• TASK DETAILS:
Turn the stretch of data from the line containing "yellow flower center" through the line containing "top-left (58, 322), bottom-right (397, 388)" into a JSON list of strings, one string per line, with both end lines included and blank lines left out.

• DATA SHOWN:
<<<<
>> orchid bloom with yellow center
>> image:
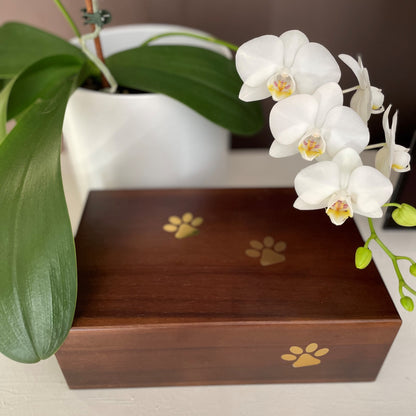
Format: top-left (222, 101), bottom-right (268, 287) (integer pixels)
top-left (375, 105), bottom-right (410, 178)
top-left (338, 54), bottom-right (384, 123)
top-left (269, 82), bottom-right (370, 161)
top-left (294, 148), bottom-right (393, 225)
top-left (235, 30), bottom-right (341, 101)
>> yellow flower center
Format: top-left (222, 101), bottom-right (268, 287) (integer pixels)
top-left (298, 131), bottom-right (326, 161)
top-left (267, 72), bottom-right (296, 101)
top-left (326, 199), bottom-right (352, 225)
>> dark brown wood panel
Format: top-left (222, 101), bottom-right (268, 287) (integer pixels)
top-left (57, 189), bottom-right (400, 388)
top-left (75, 189), bottom-right (396, 326)
top-left (58, 322), bottom-right (397, 388)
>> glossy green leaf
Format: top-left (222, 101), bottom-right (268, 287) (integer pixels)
top-left (7, 55), bottom-right (83, 119)
top-left (0, 77), bottom-right (17, 143)
top-left (106, 45), bottom-right (263, 135)
top-left (0, 59), bottom-right (81, 362)
top-left (0, 23), bottom-right (86, 78)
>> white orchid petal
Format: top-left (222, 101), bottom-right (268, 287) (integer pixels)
top-left (374, 146), bottom-right (392, 178)
top-left (350, 88), bottom-right (371, 123)
top-left (244, 64), bottom-right (279, 87)
top-left (238, 84), bottom-right (270, 102)
top-left (332, 147), bottom-right (363, 189)
top-left (322, 106), bottom-right (370, 156)
top-left (269, 140), bottom-right (298, 157)
top-left (235, 35), bottom-right (284, 86)
top-left (355, 207), bottom-right (383, 218)
top-left (269, 94), bottom-right (318, 145)
top-left (390, 110), bottom-right (399, 141)
top-left (295, 161), bottom-right (339, 206)
top-left (291, 42), bottom-right (341, 94)
top-left (293, 198), bottom-right (326, 210)
top-left (280, 30), bottom-right (309, 68)
top-left (313, 82), bottom-right (344, 127)
top-left (348, 166), bottom-right (393, 216)
top-left (382, 104), bottom-right (391, 146)
top-left (371, 87), bottom-right (384, 113)
top-left (391, 144), bottom-right (410, 172)
top-left (338, 54), bottom-right (365, 88)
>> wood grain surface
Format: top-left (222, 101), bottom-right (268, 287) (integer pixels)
top-left (57, 189), bottom-right (400, 388)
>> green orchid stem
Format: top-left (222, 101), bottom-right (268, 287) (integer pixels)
top-left (53, 0), bottom-right (81, 38)
top-left (365, 218), bottom-right (416, 298)
top-left (80, 0), bottom-right (118, 94)
top-left (141, 32), bottom-right (238, 52)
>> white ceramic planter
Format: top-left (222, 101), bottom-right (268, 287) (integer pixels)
top-left (63, 25), bottom-right (230, 189)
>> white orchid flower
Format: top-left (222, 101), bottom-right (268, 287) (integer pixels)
top-left (269, 82), bottom-right (370, 160)
top-left (294, 148), bottom-right (393, 225)
top-left (235, 30), bottom-right (341, 101)
top-left (375, 105), bottom-right (410, 178)
top-left (338, 54), bottom-right (384, 123)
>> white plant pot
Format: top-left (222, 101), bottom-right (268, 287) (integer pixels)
top-left (63, 25), bottom-right (230, 189)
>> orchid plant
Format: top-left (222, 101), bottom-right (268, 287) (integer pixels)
top-left (236, 30), bottom-right (416, 311)
top-left (0, 0), bottom-right (416, 363)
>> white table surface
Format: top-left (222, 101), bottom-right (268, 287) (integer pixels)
top-left (0, 150), bottom-right (416, 416)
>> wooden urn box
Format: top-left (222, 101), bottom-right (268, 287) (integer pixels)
top-left (57, 189), bottom-right (401, 388)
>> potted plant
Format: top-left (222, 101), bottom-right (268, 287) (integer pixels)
top-left (0, 0), bottom-right (416, 368)
top-left (0, 0), bottom-right (262, 362)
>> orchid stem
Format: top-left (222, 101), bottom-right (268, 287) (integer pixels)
top-left (365, 216), bottom-right (416, 298)
top-left (141, 32), bottom-right (238, 51)
top-left (80, 0), bottom-right (117, 93)
top-left (53, 0), bottom-right (81, 38)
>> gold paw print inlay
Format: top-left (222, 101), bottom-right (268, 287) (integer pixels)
top-left (281, 342), bottom-right (329, 368)
top-left (246, 236), bottom-right (286, 266)
top-left (163, 212), bottom-right (204, 239)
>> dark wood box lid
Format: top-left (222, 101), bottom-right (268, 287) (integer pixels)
top-left (74, 189), bottom-right (399, 328)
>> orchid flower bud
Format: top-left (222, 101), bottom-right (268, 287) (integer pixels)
top-left (355, 247), bottom-right (372, 269)
top-left (391, 204), bottom-right (416, 227)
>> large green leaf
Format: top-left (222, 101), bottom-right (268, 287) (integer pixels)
top-left (106, 45), bottom-right (263, 135)
top-left (0, 76), bottom-right (17, 143)
top-left (0, 22), bottom-right (86, 78)
top-left (5, 55), bottom-right (83, 119)
top-left (0, 57), bottom-right (81, 362)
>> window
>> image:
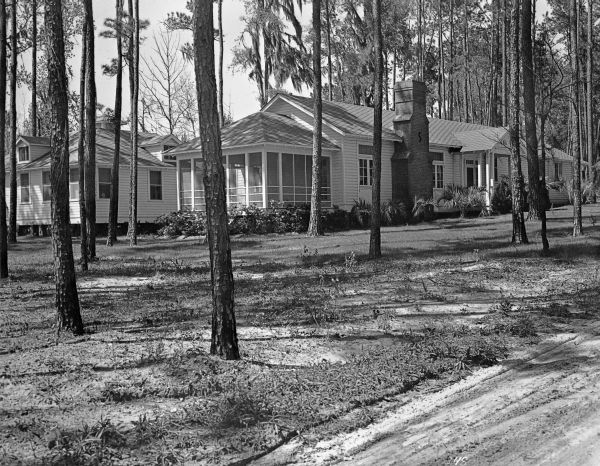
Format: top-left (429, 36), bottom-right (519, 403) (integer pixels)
top-left (19, 173), bottom-right (31, 204)
top-left (554, 162), bottom-right (562, 181)
top-left (98, 168), bottom-right (112, 199)
top-left (69, 168), bottom-right (79, 200)
top-left (19, 146), bottom-right (29, 162)
top-left (358, 159), bottom-right (373, 186)
top-left (42, 172), bottom-right (52, 202)
top-left (433, 162), bottom-right (444, 189)
top-left (150, 170), bottom-right (162, 201)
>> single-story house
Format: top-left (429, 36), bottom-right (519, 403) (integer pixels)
top-left (6, 119), bottom-right (180, 226)
top-left (166, 81), bottom-right (584, 209)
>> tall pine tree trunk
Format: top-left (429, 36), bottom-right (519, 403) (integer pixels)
top-left (77, 21), bottom-right (89, 272)
top-left (0, 0), bottom-right (8, 278)
top-left (569, 0), bottom-right (583, 236)
top-left (586, 0), bottom-right (598, 203)
top-left (45, 0), bottom-right (83, 334)
top-left (127, 0), bottom-right (140, 246)
top-left (521, 0), bottom-right (550, 251)
top-left (193, 0), bottom-right (240, 359)
top-left (106, 0), bottom-right (123, 246)
top-left (80, 0), bottom-right (96, 260)
top-left (308, 0), bottom-right (323, 236)
top-left (7, 1), bottom-right (18, 243)
top-left (510, 0), bottom-right (528, 244)
top-left (218, 0), bottom-right (225, 128)
top-left (369, 0), bottom-right (383, 259)
top-left (31, 0), bottom-right (38, 137)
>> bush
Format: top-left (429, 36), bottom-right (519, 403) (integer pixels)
top-left (492, 175), bottom-right (512, 214)
top-left (438, 184), bottom-right (485, 218)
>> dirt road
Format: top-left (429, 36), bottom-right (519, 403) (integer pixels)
top-left (258, 325), bottom-right (600, 466)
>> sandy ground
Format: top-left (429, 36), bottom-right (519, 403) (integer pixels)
top-left (257, 324), bottom-right (600, 466)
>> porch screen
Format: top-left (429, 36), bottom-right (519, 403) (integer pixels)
top-left (194, 159), bottom-right (206, 210)
top-left (228, 154), bottom-right (246, 205)
top-left (248, 152), bottom-right (263, 206)
top-left (179, 160), bottom-right (192, 209)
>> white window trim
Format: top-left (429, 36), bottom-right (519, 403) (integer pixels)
top-left (41, 170), bottom-right (51, 204)
top-left (148, 169), bottom-right (162, 202)
top-left (19, 172), bottom-right (31, 205)
top-left (433, 160), bottom-right (445, 190)
top-left (357, 155), bottom-right (373, 189)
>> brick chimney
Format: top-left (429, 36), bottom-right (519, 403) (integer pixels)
top-left (392, 80), bottom-right (433, 203)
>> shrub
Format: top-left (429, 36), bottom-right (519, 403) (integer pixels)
top-left (492, 175), bottom-right (512, 214)
top-left (438, 184), bottom-right (485, 218)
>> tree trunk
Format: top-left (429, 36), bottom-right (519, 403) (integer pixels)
top-left (510, 0), bottom-right (528, 244)
top-left (193, 0), bottom-right (240, 359)
top-left (448, 0), bottom-right (454, 120)
top-left (521, 0), bottom-right (550, 251)
top-left (369, 0), bottom-right (383, 259)
top-left (80, 0), bottom-right (96, 260)
top-left (77, 21), bottom-right (89, 272)
top-left (502, 0), bottom-right (510, 126)
top-left (308, 0), bottom-right (323, 236)
top-left (45, 0), bottom-right (83, 334)
top-left (127, 0), bottom-right (139, 246)
top-left (31, 0), bottom-right (38, 137)
top-left (0, 0), bottom-right (8, 278)
top-left (569, 0), bottom-right (583, 236)
top-left (325, 0), bottom-right (333, 102)
top-left (218, 0), bottom-right (225, 128)
top-left (586, 0), bottom-right (598, 203)
top-left (106, 0), bottom-right (123, 246)
top-left (7, 1), bottom-right (17, 243)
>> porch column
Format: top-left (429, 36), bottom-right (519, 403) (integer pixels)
top-left (190, 157), bottom-right (196, 210)
top-left (261, 148), bottom-right (268, 209)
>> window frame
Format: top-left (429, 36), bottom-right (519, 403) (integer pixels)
top-left (19, 172), bottom-right (31, 204)
top-left (17, 146), bottom-right (31, 163)
top-left (96, 167), bottom-right (112, 200)
top-left (42, 170), bottom-right (52, 202)
top-left (148, 170), bottom-right (165, 202)
top-left (432, 160), bottom-right (444, 189)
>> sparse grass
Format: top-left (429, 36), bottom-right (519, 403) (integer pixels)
top-left (0, 206), bottom-right (600, 464)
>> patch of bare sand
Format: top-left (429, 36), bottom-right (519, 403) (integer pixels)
top-left (257, 325), bottom-right (600, 465)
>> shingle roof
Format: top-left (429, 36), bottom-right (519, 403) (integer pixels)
top-left (168, 112), bottom-right (338, 155)
top-left (19, 128), bottom-right (172, 170)
top-left (19, 136), bottom-right (50, 146)
top-left (454, 127), bottom-right (508, 152)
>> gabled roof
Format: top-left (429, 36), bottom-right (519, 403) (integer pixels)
top-left (167, 112), bottom-right (339, 155)
top-left (18, 128), bottom-right (172, 170)
top-left (454, 127), bottom-right (508, 152)
top-left (272, 94), bottom-right (401, 141)
top-left (17, 135), bottom-right (50, 146)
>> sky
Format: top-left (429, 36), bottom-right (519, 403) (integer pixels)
top-left (17, 0), bottom-right (548, 129)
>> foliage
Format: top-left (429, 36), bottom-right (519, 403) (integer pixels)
top-left (492, 175), bottom-right (512, 215)
top-left (437, 184), bottom-right (485, 218)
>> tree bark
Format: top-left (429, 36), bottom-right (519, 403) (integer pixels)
top-left (80, 0), bottom-right (96, 260)
top-left (77, 21), bottom-right (89, 272)
top-left (31, 0), bottom-right (38, 137)
top-left (521, 0), bottom-right (550, 251)
top-left (106, 0), bottom-right (123, 246)
top-left (308, 0), bottom-right (323, 236)
top-left (7, 1), bottom-right (17, 243)
top-left (510, 0), bottom-right (528, 244)
top-left (369, 0), bottom-right (383, 259)
top-left (569, 0), bottom-right (583, 236)
top-left (586, 0), bottom-right (598, 203)
top-left (45, 0), bottom-right (83, 334)
top-left (127, 0), bottom-right (140, 246)
top-left (0, 0), bottom-right (8, 278)
top-left (218, 0), bottom-right (225, 128)
top-left (193, 0), bottom-right (240, 359)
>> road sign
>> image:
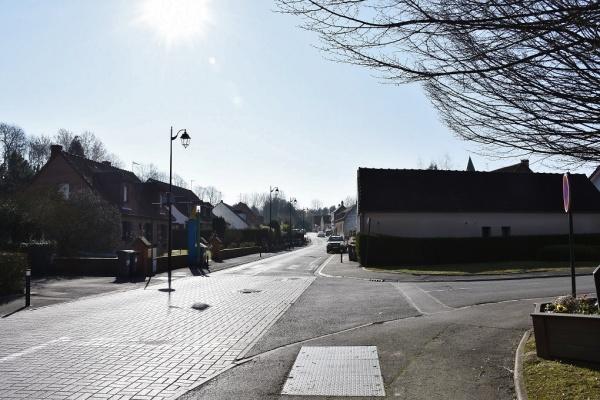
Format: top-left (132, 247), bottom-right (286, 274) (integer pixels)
top-left (563, 173), bottom-right (571, 212)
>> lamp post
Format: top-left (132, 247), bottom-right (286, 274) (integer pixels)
top-left (269, 186), bottom-right (279, 252)
top-left (290, 197), bottom-right (297, 249)
top-left (167, 127), bottom-right (191, 291)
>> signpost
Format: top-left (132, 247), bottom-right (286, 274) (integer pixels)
top-left (563, 172), bottom-right (577, 297)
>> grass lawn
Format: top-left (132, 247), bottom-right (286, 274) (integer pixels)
top-left (523, 335), bottom-right (600, 400)
top-left (368, 261), bottom-right (598, 275)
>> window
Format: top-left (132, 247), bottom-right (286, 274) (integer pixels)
top-left (144, 222), bottom-right (152, 243)
top-left (58, 183), bottom-right (69, 200)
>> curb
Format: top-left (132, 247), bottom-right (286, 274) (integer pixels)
top-left (513, 329), bottom-right (533, 400)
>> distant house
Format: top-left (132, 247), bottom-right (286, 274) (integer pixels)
top-left (357, 163), bottom-right (600, 237)
top-left (492, 158), bottom-right (533, 174)
top-left (33, 145), bottom-right (209, 245)
top-left (312, 214), bottom-right (333, 232)
top-left (213, 200), bottom-right (250, 229)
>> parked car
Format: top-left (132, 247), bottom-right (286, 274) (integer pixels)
top-left (327, 235), bottom-right (346, 253)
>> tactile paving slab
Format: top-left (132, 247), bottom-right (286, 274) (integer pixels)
top-left (281, 346), bottom-right (385, 396)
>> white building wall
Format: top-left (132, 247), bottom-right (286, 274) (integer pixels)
top-left (359, 213), bottom-right (600, 237)
top-left (344, 207), bottom-right (356, 237)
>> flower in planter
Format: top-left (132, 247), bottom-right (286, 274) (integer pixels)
top-left (543, 295), bottom-right (600, 315)
top-left (554, 304), bottom-right (569, 312)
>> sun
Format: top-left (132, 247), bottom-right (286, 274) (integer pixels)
top-left (135, 0), bottom-right (213, 49)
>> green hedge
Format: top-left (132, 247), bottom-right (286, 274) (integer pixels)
top-left (0, 253), bottom-right (28, 296)
top-left (357, 234), bottom-right (600, 267)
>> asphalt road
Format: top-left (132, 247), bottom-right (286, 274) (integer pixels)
top-left (0, 233), bottom-right (594, 399)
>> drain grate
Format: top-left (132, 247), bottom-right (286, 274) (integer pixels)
top-left (281, 346), bottom-right (385, 396)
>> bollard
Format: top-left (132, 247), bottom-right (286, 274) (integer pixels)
top-left (25, 268), bottom-right (31, 307)
top-left (592, 266), bottom-right (600, 299)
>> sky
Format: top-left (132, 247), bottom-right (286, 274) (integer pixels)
top-left (0, 0), bottom-right (592, 208)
>>>>
• PROBLEM SOLUTION:
[
  ">> yellow flower center",
  "Format: top-left (222, 101), bottom-right (268, 287) (integer pixels)",
  "top-left (298, 131), bottom-right (326, 161)",
  "top-left (267, 72), bottom-right (296, 101)",
  "top-left (326, 199), bottom-right (352, 225)",
  ">> dark brown wood panel",
  "Format: top-left (222, 101), bottom-right (268, 287) (integer pixels)",
  "top-left (57, 189), bottom-right (400, 388)",
  "top-left (75, 189), bottom-right (396, 326)",
  "top-left (58, 322), bottom-right (397, 388)"
]